TASK LIST
**1.** Copy out the stretch of the teacher shortage article from "School districts across" through "the long term.", swapping "vacancies" for "openings".
**2.** Write the next part of the article on Wisconsin's teacher shortage, picking up after its last sentence.

UW-Madison School of Education on Bascom Hill


WisContext

School districts across Wisconsin started the 2016-17 school year with unfilled vacancies for teaching jobs. School district administrators in both rural and more heavily populated areas of western Wisconsin said they’re getting far fewer applications for open jobs than before, reported Wisconsin Public Radio. One administrator noted that younger teachers starting their careers tend to move around more, rather than sticking with one school over the long term.

Wisconsin Superintendent of Public Instruction Tony Evers, now in his second term, has also been talking a lot recently about teacher shortages in the state. He turned it up a notch in a Sept. 2, 2016 interview on Wisconsin Public Television’s Here And Now, saying that the issue is “right on cusp of it being a disaster.”

Evers attributes the state’s teacher shortage to a political rhetoric that devalues the profession. But his short-term solution for the vacancies may walk a fine line on feelings of alienation among current and prospective educators.

In late August, the state Department of Public Instruction rolled out new licensing rules that make it easier for retired, close-to-retirement, and not fully licensed teachers to stay in classrooms. These changes reduces some professional-development requirements for short-term “emergency” licensees, and extend the length of time a substitute teacher can stay in one teaching assignment.

GIVEN INFORMATION

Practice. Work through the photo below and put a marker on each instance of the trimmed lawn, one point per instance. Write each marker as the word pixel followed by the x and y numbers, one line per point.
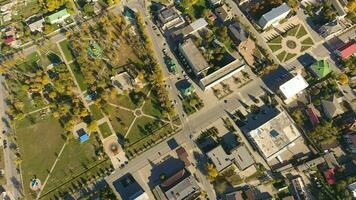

ANSWERS BY TASK
**1.**
School districts across Wisconsin started the 2016-17 school year with unfilled openings for teaching jobs. School district administrators in both rural and more heavily populated areas of western Wisconsin said they’re getting far fewer applications for open jobs than before, reported Wisconsin Public Radio. One administrator noted that younger teachers starting their careers tend to move around more, rather than sticking with one school over the long term.

**2.**
So far teachers and their advocates haven’t been especially vocal about the changes. The Wisconsin Education Association Council, the state’s largest teachers’ union, issued a statement indicating that it’s “not opposed to the temporary measures” but still calls for long-term solutions. Not a ringing endorsement, but the group doesn’t accuse Evers of making the situation worse.

The DPI’s changes and the relatively calm reception to them may seem a little surprising in light of the fact that Evers and teachers’ unions opposed a 2015 proposal to license teachers based on professional experience outside of teaching. Gov. Scott Walker eventually signed into law a narrowed version of that proposal, allowing people without teaching licenses to teach vocational courses. The difference is that DPI’s new measures may open up licensing, but limits it to people who are still in the traditional pipeline of teacher training and certification.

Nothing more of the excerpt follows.